## ASSIGNED TASK
Report the lines of the material that carry the string "hijab".

[Opening THE DATA section]

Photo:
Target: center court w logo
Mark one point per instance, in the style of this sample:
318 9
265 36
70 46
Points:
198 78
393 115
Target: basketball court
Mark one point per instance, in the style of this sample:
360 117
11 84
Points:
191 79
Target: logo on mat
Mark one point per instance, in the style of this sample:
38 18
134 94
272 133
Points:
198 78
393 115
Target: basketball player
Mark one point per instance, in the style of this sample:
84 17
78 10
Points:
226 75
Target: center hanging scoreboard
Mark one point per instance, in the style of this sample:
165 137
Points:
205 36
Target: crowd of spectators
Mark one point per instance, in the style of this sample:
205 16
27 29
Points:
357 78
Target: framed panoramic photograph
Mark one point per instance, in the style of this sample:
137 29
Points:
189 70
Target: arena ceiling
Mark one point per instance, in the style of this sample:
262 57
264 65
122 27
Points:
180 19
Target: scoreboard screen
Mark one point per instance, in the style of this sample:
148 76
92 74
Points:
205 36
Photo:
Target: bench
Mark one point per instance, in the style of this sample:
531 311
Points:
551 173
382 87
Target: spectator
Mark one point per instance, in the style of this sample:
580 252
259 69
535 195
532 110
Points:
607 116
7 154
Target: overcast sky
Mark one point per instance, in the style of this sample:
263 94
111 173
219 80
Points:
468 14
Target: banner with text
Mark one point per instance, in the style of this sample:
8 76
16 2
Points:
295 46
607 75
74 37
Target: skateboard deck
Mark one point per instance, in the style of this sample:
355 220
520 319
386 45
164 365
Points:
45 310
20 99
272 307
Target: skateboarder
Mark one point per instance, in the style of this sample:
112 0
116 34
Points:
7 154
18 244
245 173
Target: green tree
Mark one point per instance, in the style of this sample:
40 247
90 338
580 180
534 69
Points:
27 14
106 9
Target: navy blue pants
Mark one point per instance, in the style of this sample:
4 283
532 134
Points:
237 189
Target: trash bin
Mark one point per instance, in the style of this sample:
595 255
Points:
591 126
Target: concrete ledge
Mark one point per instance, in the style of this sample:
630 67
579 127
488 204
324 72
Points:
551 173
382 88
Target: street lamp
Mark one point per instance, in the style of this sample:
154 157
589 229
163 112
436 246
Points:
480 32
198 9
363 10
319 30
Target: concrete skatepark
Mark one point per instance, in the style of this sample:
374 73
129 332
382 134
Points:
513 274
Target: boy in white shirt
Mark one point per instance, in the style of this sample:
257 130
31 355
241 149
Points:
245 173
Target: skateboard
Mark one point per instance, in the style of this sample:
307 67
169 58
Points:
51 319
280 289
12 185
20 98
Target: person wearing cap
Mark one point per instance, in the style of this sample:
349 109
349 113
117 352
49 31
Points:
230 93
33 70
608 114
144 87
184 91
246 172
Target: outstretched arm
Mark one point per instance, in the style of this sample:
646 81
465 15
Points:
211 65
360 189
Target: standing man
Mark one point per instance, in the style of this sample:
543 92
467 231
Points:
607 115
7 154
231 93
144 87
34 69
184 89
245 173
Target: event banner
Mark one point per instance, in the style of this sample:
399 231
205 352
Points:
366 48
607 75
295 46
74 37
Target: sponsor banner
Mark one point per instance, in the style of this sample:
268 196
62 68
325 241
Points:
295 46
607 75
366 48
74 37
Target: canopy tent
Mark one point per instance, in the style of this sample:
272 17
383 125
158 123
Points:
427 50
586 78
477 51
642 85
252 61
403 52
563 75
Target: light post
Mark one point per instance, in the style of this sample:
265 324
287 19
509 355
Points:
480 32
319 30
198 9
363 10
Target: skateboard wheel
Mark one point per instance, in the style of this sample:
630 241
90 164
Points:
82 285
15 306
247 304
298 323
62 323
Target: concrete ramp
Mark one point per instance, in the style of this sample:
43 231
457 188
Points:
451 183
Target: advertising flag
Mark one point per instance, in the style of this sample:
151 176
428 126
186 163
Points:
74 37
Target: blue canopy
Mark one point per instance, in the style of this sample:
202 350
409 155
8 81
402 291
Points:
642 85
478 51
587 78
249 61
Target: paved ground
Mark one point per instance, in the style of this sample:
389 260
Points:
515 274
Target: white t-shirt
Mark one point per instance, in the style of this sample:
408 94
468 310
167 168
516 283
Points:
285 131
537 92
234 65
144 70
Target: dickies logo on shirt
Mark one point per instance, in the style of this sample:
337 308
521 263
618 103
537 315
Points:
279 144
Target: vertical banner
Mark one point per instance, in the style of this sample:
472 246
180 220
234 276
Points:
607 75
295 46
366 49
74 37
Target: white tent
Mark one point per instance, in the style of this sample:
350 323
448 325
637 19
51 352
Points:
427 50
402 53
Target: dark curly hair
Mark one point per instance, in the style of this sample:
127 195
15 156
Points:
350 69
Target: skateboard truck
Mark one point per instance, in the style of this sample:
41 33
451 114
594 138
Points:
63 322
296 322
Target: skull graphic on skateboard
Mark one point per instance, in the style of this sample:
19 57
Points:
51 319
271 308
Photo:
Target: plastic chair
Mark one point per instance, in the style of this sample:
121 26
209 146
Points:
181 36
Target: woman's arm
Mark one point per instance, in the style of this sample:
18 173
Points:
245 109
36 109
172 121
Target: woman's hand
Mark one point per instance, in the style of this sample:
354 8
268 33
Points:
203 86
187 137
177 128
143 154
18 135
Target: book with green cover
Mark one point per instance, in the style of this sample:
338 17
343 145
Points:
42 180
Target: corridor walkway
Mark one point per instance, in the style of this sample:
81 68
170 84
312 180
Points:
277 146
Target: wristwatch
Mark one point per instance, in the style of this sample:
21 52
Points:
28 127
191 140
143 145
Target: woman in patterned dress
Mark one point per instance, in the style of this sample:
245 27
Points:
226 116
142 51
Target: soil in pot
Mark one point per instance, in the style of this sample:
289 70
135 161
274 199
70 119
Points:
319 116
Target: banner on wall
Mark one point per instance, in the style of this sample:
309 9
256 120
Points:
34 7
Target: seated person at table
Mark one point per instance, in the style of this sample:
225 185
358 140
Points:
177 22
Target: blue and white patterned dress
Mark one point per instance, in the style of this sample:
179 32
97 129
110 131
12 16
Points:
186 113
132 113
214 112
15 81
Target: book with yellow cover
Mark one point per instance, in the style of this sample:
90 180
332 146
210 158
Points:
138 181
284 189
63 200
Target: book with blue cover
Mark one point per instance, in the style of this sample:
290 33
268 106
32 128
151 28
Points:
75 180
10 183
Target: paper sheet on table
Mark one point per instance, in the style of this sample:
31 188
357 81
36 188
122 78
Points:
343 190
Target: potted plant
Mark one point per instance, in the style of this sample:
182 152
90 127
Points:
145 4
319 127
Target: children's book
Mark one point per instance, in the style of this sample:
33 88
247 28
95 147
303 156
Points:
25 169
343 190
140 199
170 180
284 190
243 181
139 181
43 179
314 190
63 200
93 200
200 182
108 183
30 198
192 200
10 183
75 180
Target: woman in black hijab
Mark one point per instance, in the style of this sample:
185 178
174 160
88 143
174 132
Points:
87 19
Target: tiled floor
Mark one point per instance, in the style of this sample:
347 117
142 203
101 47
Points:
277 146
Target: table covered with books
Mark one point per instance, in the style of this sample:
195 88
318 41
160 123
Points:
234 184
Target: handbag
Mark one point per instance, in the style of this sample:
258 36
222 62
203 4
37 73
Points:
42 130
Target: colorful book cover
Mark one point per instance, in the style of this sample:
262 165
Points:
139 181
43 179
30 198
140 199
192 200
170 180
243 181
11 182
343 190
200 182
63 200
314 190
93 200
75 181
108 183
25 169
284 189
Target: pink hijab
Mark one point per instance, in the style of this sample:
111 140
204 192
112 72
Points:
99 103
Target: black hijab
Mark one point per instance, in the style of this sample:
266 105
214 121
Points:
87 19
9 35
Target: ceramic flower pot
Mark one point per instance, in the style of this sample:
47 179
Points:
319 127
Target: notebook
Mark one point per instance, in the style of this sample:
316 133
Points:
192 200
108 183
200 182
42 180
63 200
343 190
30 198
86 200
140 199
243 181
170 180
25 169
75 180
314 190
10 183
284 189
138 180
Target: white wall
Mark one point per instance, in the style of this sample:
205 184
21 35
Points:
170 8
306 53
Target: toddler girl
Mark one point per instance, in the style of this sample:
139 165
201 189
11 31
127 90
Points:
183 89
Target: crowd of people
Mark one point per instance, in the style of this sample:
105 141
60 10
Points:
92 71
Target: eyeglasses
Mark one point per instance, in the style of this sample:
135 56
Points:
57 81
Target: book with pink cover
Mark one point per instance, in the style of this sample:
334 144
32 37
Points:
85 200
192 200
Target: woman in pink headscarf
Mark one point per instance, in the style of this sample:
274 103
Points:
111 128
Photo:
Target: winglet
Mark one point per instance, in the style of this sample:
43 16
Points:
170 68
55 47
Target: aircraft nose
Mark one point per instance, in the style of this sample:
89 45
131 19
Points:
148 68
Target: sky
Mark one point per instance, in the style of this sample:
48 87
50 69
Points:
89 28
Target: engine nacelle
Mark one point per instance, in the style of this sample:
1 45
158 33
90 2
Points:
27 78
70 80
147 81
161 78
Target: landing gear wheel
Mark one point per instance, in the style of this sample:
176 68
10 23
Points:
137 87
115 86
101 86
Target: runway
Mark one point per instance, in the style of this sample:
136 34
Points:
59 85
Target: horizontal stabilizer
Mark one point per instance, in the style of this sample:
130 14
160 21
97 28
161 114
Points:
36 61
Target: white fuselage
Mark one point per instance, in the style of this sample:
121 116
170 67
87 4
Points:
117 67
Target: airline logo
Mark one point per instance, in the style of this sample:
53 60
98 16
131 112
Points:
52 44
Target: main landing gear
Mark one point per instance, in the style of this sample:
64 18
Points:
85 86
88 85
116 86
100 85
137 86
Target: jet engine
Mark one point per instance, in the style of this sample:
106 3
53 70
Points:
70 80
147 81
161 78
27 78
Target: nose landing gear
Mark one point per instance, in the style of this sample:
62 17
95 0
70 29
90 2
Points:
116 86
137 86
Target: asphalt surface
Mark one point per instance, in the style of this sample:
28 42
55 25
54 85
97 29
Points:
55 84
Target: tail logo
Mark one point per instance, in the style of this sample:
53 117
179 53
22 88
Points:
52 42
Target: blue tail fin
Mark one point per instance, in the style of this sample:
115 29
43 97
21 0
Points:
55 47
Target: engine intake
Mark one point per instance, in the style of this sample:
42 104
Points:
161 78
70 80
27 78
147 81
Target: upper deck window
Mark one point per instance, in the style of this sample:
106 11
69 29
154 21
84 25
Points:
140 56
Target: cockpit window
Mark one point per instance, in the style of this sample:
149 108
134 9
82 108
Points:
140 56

[Closing THE DATA section]

## COMPLETED TASK
Target: woman in black hijab
Target: pink hijab
Target: black hijab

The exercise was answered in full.